Work instructions:
Copy verbatim the lines in the items below that begin with the line containing "Task: pin the tripod leg" and end with the line containing "point(211, 132)", including both of those lines.
-- Begin Provided records --
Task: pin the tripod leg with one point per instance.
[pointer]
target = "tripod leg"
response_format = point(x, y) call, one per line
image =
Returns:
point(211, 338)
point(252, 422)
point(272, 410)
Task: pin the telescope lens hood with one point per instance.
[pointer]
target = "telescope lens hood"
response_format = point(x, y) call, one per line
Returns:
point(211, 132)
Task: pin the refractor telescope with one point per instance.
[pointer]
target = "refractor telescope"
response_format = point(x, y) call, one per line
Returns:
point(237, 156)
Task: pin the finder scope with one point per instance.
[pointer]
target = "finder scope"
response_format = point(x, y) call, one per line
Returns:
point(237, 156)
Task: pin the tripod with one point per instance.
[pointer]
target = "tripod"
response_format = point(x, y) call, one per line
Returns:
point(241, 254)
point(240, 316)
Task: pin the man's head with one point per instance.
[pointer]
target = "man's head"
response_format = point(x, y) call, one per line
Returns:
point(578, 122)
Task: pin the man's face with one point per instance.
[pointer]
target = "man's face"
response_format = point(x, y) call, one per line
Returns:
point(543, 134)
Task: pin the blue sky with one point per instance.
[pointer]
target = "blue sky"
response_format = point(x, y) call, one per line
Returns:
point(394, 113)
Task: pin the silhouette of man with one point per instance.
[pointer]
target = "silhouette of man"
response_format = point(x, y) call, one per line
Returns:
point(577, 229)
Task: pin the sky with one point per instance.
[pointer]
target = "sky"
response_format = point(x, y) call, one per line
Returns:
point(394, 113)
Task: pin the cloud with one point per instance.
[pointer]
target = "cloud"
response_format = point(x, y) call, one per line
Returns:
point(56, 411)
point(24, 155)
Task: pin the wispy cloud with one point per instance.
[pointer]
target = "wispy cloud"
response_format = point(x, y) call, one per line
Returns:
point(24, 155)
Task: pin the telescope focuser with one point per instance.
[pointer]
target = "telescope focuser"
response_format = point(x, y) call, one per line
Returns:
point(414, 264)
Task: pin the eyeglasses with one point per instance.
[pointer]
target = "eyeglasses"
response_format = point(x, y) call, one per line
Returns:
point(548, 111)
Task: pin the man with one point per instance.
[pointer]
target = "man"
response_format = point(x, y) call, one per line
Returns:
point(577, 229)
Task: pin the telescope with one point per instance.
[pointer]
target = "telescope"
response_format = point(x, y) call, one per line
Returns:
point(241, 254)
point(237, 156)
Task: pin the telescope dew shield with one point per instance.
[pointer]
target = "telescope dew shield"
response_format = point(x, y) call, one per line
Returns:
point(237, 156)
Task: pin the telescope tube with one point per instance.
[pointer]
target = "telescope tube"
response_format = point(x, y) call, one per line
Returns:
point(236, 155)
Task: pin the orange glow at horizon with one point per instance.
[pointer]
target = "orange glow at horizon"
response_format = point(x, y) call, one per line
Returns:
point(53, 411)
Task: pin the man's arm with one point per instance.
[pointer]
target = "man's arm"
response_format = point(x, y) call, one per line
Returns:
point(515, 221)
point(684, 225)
-- End Provided records --
-- Begin Provided records --
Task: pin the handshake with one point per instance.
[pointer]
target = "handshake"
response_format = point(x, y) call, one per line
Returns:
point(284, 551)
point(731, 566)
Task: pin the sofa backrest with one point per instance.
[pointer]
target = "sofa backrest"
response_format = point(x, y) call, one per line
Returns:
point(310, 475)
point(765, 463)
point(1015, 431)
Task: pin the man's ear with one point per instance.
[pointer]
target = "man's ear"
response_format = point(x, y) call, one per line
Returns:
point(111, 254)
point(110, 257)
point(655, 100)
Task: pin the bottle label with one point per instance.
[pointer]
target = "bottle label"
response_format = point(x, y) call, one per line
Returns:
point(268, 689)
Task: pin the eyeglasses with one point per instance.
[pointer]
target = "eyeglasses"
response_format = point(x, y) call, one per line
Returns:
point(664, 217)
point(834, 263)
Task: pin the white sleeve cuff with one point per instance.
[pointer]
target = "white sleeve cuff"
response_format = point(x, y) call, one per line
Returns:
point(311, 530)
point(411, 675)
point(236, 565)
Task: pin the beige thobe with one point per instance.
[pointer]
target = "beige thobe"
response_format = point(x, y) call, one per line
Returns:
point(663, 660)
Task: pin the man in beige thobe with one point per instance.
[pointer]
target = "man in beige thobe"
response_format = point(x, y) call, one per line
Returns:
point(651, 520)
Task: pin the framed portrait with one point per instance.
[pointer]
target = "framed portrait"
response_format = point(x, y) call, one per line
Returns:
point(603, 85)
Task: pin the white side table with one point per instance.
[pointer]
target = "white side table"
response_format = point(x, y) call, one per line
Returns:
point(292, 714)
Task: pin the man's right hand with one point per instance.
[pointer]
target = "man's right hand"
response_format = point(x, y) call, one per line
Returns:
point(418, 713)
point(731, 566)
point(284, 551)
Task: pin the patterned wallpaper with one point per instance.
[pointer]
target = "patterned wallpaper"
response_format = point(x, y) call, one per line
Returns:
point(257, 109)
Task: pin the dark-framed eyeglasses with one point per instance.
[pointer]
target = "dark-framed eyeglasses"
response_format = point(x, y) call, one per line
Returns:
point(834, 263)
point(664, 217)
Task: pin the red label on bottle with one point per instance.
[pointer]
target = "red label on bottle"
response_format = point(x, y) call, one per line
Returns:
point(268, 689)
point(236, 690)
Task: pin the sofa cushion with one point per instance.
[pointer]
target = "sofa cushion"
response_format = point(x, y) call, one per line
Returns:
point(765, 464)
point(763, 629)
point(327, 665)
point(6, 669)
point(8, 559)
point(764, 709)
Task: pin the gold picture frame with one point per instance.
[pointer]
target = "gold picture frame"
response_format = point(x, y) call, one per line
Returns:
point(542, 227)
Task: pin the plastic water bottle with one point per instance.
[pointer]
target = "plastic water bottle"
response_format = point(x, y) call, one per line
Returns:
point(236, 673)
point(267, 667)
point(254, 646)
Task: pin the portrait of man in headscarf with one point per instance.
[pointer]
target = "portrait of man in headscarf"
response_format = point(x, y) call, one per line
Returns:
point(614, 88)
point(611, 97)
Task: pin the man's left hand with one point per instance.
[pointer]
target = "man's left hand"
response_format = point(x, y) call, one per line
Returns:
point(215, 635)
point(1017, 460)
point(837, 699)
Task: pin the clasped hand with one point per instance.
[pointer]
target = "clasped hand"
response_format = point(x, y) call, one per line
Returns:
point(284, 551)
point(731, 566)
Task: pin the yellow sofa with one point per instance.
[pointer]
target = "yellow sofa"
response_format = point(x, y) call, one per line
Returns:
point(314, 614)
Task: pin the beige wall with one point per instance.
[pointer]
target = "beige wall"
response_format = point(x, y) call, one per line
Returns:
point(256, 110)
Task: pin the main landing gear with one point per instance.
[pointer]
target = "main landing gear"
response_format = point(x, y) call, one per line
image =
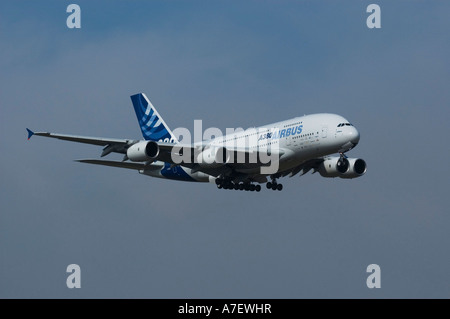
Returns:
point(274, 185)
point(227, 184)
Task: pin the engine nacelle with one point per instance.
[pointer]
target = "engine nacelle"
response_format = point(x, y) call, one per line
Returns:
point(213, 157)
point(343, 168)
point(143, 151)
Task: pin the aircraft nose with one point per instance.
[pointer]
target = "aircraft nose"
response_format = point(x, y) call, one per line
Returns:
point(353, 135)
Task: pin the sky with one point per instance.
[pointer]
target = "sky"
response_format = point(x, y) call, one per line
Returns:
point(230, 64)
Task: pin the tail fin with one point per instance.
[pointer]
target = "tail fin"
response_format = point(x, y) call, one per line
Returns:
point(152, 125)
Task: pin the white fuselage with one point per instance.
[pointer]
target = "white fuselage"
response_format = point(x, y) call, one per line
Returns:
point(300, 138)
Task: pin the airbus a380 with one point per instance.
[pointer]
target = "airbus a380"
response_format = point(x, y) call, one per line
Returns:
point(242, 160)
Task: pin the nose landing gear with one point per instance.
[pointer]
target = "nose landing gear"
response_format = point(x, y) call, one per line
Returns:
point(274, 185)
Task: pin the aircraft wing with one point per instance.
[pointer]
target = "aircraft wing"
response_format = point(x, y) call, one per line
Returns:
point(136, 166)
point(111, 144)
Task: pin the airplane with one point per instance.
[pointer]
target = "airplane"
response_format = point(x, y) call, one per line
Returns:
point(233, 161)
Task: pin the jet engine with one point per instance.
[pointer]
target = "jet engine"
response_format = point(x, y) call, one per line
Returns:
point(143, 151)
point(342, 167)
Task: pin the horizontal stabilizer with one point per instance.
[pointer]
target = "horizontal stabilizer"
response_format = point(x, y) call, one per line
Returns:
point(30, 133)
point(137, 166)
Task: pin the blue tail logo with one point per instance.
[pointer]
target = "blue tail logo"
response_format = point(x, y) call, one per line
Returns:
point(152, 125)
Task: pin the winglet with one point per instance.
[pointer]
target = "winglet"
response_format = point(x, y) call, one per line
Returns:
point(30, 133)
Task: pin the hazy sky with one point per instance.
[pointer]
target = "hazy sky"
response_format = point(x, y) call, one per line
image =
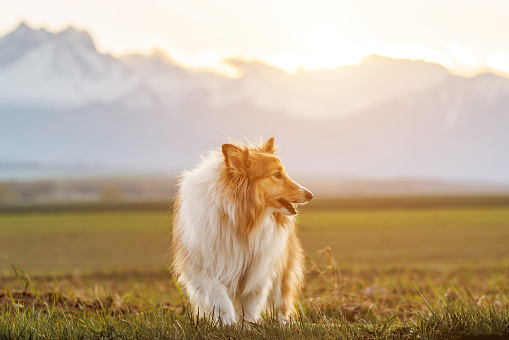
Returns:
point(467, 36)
-- End Provided records --
Task answer:
Task: pin the tripod leg with one point per instance.
[pointer]
target = "tripod leg"
response_format = point(x, y) call, one per line
image =
Returns:
point(211, 338)
point(252, 422)
point(272, 410)
Task: pin the telescope lens hood with one point per instance.
[pointer]
target = "telescope lens hood"
response_format = point(x, y) call, one per line
Returns:
point(211, 132)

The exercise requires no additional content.